**Work instruction:** Copy each line below that includes "even".

───

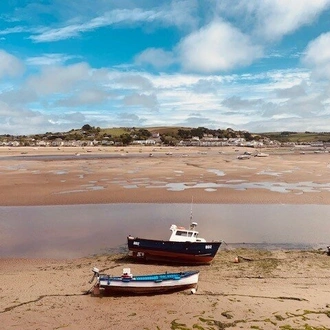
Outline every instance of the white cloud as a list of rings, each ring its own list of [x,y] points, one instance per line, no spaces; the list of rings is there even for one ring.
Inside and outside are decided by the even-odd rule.
[[[257,0],[256,32],[268,40],[280,39],[312,23],[329,5],[329,0]]]
[[[161,7],[161,17],[165,23],[170,25],[179,28],[193,28],[198,24],[200,8],[197,0],[165,1],[165,6]]]
[[[142,106],[148,109],[155,109],[158,105],[157,96],[155,94],[137,94],[125,96],[123,100],[125,105]]]
[[[244,123],[244,127],[250,132],[328,132],[328,121],[329,116],[299,118],[287,115],[281,118],[254,119]]]
[[[297,118],[302,130],[312,130],[307,128],[309,119],[313,116],[311,122],[316,124],[328,110],[326,91],[319,88],[311,85],[306,70],[297,69],[205,75],[98,70],[86,63],[42,67],[21,89],[0,94],[6,102],[1,105],[0,129],[29,134],[70,130],[86,122],[100,127],[165,122],[260,132],[273,127],[273,122],[281,124],[277,126],[281,130],[299,130],[298,124],[294,129],[289,123]]]
[[[12,28],[7,28],[0,30],[0,35],[15,34],[15,33],[24,33],[30,32],[30,29],[24,28],[23,26],[15,26]]]
[[[330,32],[308,44],[302,61],[317,77],[330,79]]]
[[[132,10],[115,9],[83,23],[68,24],[61,28],[40,28],[39,31],[36,30],[36,35],[31,36],[30,39],[35,42],[64,40],[77,37],[83,32],[92,31],[113,24],[153,21],[158,15],[157,12],[143,11],[138,8]]]
[[[112,81],[119,85],[118,88],[126,89],[142,89],[142,90],[150,90],[153,89],[153,84],[149,78],[144,77],[142,74],[136,73],[116,73],[109,74],[109,78]]]
[[[64,64],[66,61],[72,59],[72,56],[65,54],[42,54],[40,56],[29,57],[26,59],[28,65],[35,66],[54,66]]]
[[[24,105],[37,101],[37,94],[27,89],[10,89],[0,94],[1,100],[11,105]]]
[[[24,71],[23,63],[15,56],[0,50],[0,78],[21,75]]]
[[[0,118],[5,116],[16,116],[16,112],[5,102],[0,101]]]
[[[302,82],[289,88],[275,90],[276,96],[280,99],[298,98],[306,95],[306,84]]]
[[[53,42],[76,38],[81,33],[93,31],[101,27],[113,25],[125,25],[129,27],[141,22],[159,22],[164,25],[174,25],[177,27],[192,26],[195,25],[194,15],[192,14],[195,7],[194,1],[173,1],[170,5],[156,7],[151,10],[142,8],[113,9],[105,11],[104,14],[91,19],[84,18],[82,22],[77,22],[77,18],[70,20],[63,27],[41,27],[34,29],[34,34],[29,38],[34,42]],[[182,10],[182,8],[185,8],[185,10]],[[96,11],[92,13],[96,13]]]
[[[149,64],[156,69],[163,69],[175,63],[175,59],[172,52],[160,48],[148,48],[135,57],[135,63]]]
[[[47,117],[39,111],[0,101],[0,131],[3,134],[41,133],[43,129],[48,129],[47,122]]]
[[[243,112],[250,112],[251,108],[256,111],[260,110],[265,104],[261,99],[242,99],[238,96],[232,96],[223,100],[222,105],[231,110],[241,110]]]
[[[221,21],[191,33],[177,50],[185,70],[203,73],[249,65],[262,55],[261,47],[253,45],[247,35]]]
[[[101,104],[108,99],[109,94],[102,90],[81,90],[77,95],[55,102],[57,106],[76,107],[80,105]]]
[[[105,121],[108,124],[108,127],[143,127],[146,124],[147,119],[134,113],[123,112],[111,119],[107,117],[105,118]]]
[[[222,0],[219,17],[234,21],[242,31],[267,41],[279,40],[314,22],[329,9],[329,0]]]
[[[214,125],[214,121],[209,117],[202,116],[198,113],[191,113],[185,118],[182,122],[180,122],[180,126],[188,126],[188,127],[210,127]]]
[[[72,112],[63,116],[63,118],[71,123],[83,123],[86,117],[81,112]]]
[[[40,75],[27,80],[27,87],[41,95],[68,92],[73,86],[89,78],[91,69],[86,63],[67,67],[47,67]]]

───

**Task answer:**
Outline every instance of the white cloud as a list of rings, each ring its own list of [x,y] points, one instance per line, no spaces; the list of rings is there even for one ring.
Inside and outside are decided by the even-odd rule.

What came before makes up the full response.